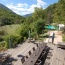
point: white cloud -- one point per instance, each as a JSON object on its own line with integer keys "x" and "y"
{"x": 24, "y": 8}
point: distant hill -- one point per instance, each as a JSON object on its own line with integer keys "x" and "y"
{"x": 5, "y": 8}
{"x": 7, "y": 16}
{"x": 28, "y": 15}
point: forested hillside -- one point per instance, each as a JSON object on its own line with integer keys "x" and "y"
{"x": 35, "y": 23}
{"x": 8, "y": 17}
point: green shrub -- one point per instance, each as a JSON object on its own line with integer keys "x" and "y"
{"x": 1, "y": 38}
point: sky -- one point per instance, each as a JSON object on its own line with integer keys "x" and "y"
{"x": 23, "y": 7}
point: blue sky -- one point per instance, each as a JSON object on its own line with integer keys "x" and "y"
{"x": 23, "y": 7}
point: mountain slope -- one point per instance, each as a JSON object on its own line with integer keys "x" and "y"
{"x": 5, "y": 8}
{"x": 7, "y": 16}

**********

**Stated goal**
Format the lines from the one containing "point: green shrub" through the end of the records, inclusive, as a numbered list, omitting any blank lines.

**Exercise result**
1. point: green shrub -- one point per instance, each as a JSON object on its own line with integer keys "x" and "y"
2. {"x": 1, "y": 38}
3. point: sky -- one point per instance, each as a JSON object on its own line with integer keys "x" and "y"
4. {"x": 23, "y": 7}
5. point: blue sky -- one point per instance, each as a JSON object on its own line with integer keys "x" and "y"
6. {"x": 23, "y": 7}
7. point: mountain slope -- one point per instance, each as a JSON object on its own line with integer keys "x" and "y"
8. {"x": 5, "y": 8}
9. {"x": 7, "y": 16}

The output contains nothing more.